◆ Bloc de texte ◆
• • • •

B. LA RÉCURRENCE DES FACTEURS DE FRAGILITÉ
1. Le poids paralysant des guerres
Le développement économique de l'Afrique reste encore, pour une large part, entravé par la permanence des conflits. Même si, hélas, les guerres font partie du paysage quotidien du continent depuis la décolonisation, ces conflits ont changé de nature au cours des décennies. Les initiatives prises par les Etats africains avec le soutien de la communauté internationale pour lutter contre l'un des maux endémiques du continent apparaissent encore d'une portée limitée.
a) L'Afrique face à un nouveau type de conflit
Dans les
années 60, les conflits africains résultaient pour une large part
de la lutte pour l'indépendance. Dans les deux décennies
suivantes, les situations de belligérance -certes parfois
provoquées par une décolonisation tardive comme ce fut le cas
pour l'Angola et le Mozambique- eurent pour toile de fond l'antagonisme
idéologique entre les Etats-Unis et l'URSS.
Après la fin de la guerre froide, si le continent africain n'a plus
servi d'exutoire à la rivalité Est-Ouest, il n'en est pas moins
resté le théâtre de guerres répétées.
Ces dernières, une fois tombés les oripeaux de
l'idéologie, sont apparues telles qu'elles n'avaient peut-être
jamais cessé d'être : le produit des rivalités d'ambitions,
avec pour ressort profond la revendication d'une prépondérance
pour telle ou telle ethnie.
D'après l'Institut de recherche sur la paix de Stockholm, sur 27
conflits armés majeurs recensés en 1998, 11 se déroulaient
en Afrique. En outre sur les 7 conflits les plus meurtriers, figurent 5 pays
africains : l'Algérie, le Soudan, la République
démocratique du Congo (RDC), la Sierra Leone et le Rwanda.

• • • •

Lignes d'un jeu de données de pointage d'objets
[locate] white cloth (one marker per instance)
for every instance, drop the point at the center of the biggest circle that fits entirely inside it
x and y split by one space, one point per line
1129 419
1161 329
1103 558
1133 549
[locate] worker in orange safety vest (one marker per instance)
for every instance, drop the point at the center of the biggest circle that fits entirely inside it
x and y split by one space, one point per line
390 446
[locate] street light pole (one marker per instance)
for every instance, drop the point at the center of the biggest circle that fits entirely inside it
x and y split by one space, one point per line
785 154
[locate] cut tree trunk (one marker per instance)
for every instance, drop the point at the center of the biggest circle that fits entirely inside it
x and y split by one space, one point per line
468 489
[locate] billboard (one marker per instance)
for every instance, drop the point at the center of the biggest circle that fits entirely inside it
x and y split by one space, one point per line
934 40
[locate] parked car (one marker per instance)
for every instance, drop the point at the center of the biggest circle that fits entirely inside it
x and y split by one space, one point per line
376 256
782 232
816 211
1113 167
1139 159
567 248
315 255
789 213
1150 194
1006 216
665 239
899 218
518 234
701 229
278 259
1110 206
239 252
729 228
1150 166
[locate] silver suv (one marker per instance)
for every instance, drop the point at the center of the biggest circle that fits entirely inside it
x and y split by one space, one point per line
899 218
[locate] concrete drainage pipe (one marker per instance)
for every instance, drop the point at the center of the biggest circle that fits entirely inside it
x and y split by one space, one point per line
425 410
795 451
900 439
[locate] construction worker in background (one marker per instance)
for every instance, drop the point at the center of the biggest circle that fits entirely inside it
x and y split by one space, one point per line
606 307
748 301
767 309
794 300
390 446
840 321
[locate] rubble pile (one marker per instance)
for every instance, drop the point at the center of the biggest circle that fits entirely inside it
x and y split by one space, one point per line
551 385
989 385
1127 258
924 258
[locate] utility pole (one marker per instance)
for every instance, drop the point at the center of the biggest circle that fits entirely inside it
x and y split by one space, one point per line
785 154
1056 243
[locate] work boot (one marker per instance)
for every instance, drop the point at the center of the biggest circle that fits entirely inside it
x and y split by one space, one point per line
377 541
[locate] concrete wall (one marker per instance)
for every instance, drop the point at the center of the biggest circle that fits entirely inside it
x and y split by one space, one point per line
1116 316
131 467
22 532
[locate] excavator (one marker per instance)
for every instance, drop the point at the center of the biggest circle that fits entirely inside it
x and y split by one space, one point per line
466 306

• • • •

◆ Exercice proposé ◆
Répondez aux questions suivantes sur le texte consacré aux conflits en Afrique.
(a) Dans les années 60, de quoi résultaient pour une large part les conflits africains ?
(b) Quels deux pays le texte cite-t-il comme exemples de décolonisation tardive ?
(c) Selon l'Institut de recherche sur la paix de Stockholm, combien des 27 conflits armés majeurs recensés en 1998 se déroulaient en Afrique ?

◆ Résultat obtenu ◆
(a) De la lutte pour l'indépendance.
(b) L'Angola et le Mozambique.
(c) 11.